__EXERCISE__:
Only one stretch of the data below is needed. Output the lines from the one with "Where can you spot the tree" up to and including the one with "Where can you spot the sandy", exactly as they stand.

===== EXCERPTED RECORDS

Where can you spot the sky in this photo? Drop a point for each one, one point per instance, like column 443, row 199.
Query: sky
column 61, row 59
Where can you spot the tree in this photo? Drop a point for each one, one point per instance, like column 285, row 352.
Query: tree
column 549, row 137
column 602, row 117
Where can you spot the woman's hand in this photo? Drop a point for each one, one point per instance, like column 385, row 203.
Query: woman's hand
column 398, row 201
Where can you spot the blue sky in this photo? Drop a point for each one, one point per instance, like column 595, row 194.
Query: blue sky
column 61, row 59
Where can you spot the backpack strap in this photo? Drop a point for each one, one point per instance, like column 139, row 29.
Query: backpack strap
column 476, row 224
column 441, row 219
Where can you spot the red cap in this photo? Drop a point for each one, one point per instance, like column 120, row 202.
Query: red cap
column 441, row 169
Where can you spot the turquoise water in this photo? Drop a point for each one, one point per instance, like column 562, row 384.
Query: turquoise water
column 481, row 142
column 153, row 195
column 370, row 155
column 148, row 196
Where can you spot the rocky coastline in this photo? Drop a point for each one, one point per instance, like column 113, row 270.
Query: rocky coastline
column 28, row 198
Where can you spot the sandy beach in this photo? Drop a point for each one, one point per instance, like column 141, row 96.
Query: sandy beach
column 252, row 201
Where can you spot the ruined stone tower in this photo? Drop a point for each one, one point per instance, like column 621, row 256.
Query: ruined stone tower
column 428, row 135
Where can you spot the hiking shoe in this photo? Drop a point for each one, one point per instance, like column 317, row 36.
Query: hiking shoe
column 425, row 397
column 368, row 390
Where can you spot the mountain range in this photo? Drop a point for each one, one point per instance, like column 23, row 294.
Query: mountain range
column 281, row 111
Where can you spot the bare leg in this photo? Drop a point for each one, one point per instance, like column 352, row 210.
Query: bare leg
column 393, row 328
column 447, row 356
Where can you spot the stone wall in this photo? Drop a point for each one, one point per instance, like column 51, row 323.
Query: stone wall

==========

__EXERCISE RESPONSE__:
Where can you spot the tree in this photo? Drop a point for each one, one point per instance, like column 285, row 352.
Query: tree
column 549, row 137
column 602, row 117
Where can you spot the woman's hand in this photo? Drop a point for each one, one point per instance, like column 385, row 203.
Query: woman's hand
column 398, row 201
Where can you spot the blue sky in this photo? Drop a point for each one, one point per instance, like column 595, row 194.
Query: blue sky
column 61, row 59
Where can you spot the backpack strap in this photo? Drop a point for each one, one point per instance, like column 139, row 29.
Query: backpack strap
column 476, row 224
column 441, row 219
Where can you spot the red cap in this photo? Drop a point for each one, one point per instance, like column 120, row 202.
Query: red cap
column 441, row 169
Where can you spot the turquoise water in this photo? Drop a point for each one, one point per instance, like column 562, row 384.
Query: turquoise water
column 481, row 142
column 153, row 195
column 370, row 155
column 148, row 196
Where can you spot the rocky coastline in this photo? Drop a point for each one, one point per instance, like column 113, row 270.
Query: rocky coastline
column 28, row 198
Where can you spot the sandy beach in this photo? Drop a point for each one, one point per instance, like column 141, row 96.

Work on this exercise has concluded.